[Required action] Filter the material below down to the lines with the word "chair" and give those lines.

[Data for processing — start]

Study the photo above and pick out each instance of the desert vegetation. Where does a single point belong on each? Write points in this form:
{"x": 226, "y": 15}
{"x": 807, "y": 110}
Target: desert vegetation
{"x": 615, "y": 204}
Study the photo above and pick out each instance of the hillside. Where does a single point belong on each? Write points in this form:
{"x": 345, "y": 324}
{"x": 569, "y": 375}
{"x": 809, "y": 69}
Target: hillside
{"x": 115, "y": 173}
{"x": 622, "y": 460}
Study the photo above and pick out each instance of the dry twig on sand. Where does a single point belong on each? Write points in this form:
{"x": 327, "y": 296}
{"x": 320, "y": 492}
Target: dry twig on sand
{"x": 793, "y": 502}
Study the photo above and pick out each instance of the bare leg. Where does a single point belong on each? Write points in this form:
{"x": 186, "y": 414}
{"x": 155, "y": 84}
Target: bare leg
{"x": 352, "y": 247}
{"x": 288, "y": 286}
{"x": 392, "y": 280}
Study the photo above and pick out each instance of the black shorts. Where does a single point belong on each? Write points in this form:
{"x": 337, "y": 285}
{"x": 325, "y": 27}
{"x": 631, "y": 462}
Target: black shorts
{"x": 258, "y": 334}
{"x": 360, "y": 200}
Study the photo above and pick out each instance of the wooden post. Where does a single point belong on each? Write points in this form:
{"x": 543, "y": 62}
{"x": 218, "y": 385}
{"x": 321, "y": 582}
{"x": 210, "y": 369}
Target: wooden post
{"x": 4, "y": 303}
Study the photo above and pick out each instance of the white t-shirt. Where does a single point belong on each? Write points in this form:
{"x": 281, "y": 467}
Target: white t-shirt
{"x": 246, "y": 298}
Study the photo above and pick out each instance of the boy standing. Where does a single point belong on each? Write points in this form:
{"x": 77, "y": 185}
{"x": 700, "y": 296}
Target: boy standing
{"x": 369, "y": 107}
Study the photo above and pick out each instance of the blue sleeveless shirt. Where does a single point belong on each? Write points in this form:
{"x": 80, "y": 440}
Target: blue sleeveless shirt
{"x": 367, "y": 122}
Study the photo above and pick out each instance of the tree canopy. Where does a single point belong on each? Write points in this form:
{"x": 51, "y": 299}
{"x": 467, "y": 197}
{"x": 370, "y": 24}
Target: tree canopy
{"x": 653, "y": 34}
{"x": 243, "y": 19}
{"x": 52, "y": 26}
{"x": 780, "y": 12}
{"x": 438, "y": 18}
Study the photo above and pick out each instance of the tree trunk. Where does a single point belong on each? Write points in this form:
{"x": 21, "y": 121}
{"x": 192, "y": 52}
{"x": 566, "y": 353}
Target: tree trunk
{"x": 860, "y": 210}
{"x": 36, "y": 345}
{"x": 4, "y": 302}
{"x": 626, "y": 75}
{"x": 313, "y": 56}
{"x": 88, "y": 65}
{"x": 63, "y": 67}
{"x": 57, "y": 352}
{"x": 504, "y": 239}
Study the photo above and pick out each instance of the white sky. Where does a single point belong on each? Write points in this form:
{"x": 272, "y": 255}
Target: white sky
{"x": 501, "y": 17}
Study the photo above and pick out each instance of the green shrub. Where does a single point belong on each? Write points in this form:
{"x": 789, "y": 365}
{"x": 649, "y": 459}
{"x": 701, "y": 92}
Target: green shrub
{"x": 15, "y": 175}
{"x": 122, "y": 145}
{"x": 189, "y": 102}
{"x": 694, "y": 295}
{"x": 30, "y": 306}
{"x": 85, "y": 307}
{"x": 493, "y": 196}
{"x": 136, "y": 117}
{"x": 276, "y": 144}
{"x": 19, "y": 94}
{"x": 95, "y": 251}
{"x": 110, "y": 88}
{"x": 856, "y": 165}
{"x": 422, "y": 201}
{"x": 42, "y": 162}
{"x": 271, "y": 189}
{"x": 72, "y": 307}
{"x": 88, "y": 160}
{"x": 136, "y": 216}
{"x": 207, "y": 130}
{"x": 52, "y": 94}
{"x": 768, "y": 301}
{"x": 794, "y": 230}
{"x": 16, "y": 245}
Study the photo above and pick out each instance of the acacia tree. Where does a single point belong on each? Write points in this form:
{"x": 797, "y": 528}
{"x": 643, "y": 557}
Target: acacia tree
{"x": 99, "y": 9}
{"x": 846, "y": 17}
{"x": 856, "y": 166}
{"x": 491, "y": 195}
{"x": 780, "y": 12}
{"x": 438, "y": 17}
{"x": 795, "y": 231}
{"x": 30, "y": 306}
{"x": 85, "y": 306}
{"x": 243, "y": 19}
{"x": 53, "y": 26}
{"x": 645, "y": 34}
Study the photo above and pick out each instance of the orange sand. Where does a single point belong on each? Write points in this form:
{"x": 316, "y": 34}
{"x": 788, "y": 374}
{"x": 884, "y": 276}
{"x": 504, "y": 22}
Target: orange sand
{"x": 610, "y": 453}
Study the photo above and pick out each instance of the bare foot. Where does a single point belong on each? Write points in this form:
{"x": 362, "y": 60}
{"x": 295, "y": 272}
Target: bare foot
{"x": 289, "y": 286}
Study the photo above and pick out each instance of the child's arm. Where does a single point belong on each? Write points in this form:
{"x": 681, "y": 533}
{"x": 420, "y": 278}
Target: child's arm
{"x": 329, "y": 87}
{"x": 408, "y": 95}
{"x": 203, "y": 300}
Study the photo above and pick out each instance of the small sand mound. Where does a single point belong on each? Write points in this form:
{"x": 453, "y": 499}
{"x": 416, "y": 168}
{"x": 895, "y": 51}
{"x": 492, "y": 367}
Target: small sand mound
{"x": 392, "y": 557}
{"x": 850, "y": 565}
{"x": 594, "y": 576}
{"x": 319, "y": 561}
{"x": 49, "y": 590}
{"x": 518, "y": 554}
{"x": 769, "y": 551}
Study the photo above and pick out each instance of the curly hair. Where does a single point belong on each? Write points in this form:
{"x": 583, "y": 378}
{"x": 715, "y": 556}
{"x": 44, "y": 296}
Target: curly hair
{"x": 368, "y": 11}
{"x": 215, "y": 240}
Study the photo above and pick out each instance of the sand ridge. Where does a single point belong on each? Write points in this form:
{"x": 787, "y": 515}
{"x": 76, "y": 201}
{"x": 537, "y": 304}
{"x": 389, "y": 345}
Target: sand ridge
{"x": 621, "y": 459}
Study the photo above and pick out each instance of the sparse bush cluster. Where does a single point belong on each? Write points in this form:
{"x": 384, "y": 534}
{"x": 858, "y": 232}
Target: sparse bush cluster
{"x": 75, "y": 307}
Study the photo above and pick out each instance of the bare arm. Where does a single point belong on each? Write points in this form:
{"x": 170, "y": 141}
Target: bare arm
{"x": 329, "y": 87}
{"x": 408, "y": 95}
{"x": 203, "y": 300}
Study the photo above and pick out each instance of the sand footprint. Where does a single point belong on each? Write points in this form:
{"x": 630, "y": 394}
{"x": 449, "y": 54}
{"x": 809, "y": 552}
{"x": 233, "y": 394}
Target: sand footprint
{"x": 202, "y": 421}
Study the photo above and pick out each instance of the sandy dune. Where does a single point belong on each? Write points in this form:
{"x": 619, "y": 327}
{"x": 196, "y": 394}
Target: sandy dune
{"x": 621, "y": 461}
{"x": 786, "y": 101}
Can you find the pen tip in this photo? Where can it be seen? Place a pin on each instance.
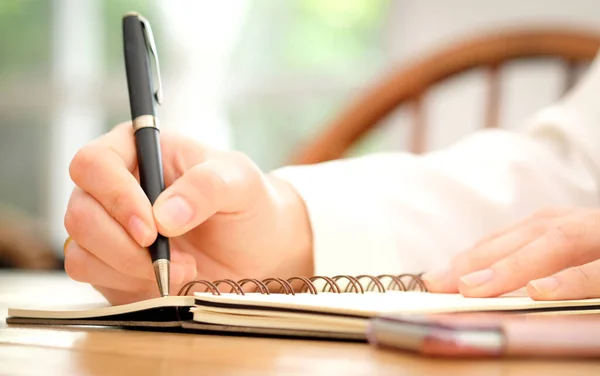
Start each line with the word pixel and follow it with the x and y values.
pixel 161 269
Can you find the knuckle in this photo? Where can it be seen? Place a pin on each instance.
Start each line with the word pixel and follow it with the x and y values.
pixel 74 268
pixel 513 264
pixel 75 219
pixel 84 160
pixel 206 181
pixel 119 200
pixel 580 277
pixel 549 212
pixel 565 235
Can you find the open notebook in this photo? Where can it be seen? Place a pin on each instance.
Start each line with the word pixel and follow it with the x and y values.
pixel 334 311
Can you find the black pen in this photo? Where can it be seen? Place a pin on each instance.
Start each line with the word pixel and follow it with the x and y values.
pixel 138 42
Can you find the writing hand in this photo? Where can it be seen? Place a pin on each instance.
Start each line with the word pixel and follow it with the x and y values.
pixel 225 218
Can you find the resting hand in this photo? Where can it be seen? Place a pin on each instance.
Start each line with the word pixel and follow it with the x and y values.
pixel 225 218
pixel 555 254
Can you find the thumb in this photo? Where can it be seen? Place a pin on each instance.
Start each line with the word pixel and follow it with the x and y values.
pixel 202 191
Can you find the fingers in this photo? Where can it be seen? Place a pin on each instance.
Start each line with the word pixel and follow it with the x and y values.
pixel 224 184
pixel 580 282
pixel 482 256
pixel 82 266
pixel 571 242
pixel 491 249
pixel 103 169
pixel 94 229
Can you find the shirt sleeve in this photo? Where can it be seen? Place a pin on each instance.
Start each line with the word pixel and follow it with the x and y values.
pixel 405 213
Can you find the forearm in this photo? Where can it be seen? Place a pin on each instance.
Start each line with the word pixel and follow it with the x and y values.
pixel 403 213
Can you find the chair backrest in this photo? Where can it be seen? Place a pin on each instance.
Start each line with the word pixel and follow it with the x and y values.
pixel 407 85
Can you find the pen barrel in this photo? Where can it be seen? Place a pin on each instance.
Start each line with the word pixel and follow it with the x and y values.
pixel 152 179
pixel 137 65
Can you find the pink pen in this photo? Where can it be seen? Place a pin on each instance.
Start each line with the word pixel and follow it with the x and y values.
pixel 472 335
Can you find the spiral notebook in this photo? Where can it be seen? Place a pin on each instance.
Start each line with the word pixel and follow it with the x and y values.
pixel 318 307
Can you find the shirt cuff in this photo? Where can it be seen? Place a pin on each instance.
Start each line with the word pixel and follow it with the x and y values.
pixel 351 235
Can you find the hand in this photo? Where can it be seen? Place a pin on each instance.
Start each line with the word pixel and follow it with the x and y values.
pixel 555 254
pixel 225 218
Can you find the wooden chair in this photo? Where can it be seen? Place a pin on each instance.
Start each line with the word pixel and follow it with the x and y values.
pixel 407 85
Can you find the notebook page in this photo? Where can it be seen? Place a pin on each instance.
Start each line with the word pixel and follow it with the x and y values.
pixel 372 304
pixel 97 310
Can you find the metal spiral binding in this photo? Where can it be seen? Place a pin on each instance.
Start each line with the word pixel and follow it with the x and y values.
pixel 331 284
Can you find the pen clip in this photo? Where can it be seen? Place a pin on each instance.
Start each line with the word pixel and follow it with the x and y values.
pixel 149 37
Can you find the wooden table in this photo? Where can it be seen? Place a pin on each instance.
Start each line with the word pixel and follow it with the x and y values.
pixel 102 351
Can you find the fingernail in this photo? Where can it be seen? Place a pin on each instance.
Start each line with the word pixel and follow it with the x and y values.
pixel 545 285
pixel 436 274
pixel 477 278
pixel 174 213
pixel 69 244
pixel 139 230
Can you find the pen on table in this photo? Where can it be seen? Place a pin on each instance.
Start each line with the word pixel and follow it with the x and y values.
pixel 138 42
pixel 517 336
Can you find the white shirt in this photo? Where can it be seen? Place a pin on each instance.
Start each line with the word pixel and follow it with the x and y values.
pixel 403 213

[Data for processing — finish]

[Answer to the exercise]
Can you find the chair backrest in this photo? Where can it be seen? Place a pin on each instance.
Can you find the wooden chair in this photo? Where can it be seen? Place a pin on each instance.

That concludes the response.